◆ EXERCISE
Turn the record lines below into a numbered list, starting at the line with "For every instance of the rope knot" and running up to and including the line with "Target: rope knot". Skip any blank lines.

◆ DATA EXCERPTS
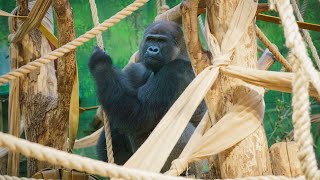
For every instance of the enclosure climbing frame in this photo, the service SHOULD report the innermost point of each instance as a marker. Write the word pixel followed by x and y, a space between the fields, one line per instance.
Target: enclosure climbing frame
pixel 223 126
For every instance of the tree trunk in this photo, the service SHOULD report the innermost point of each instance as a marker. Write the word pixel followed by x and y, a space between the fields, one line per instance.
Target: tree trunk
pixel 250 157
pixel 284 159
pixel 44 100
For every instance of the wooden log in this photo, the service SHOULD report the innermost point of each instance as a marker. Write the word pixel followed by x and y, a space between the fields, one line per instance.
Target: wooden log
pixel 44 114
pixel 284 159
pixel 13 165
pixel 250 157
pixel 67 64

==

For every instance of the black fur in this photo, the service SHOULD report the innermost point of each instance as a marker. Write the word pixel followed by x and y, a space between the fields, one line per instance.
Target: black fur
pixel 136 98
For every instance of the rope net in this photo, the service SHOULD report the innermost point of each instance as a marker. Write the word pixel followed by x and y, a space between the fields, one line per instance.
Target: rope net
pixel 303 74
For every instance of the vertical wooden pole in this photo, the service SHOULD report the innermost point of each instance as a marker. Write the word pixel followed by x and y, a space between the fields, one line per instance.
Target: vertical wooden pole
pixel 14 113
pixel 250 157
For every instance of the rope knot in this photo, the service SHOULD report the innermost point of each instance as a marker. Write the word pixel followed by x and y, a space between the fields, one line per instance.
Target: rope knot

◆ EXERCISE ANSWER
1. For every instance of the rope knot in this photo, the service SHOULD report the innermost point of each instance as a marker. Write the word pixel followed by x and y, a space between the fields, one line per instance.
2. Target: rope knot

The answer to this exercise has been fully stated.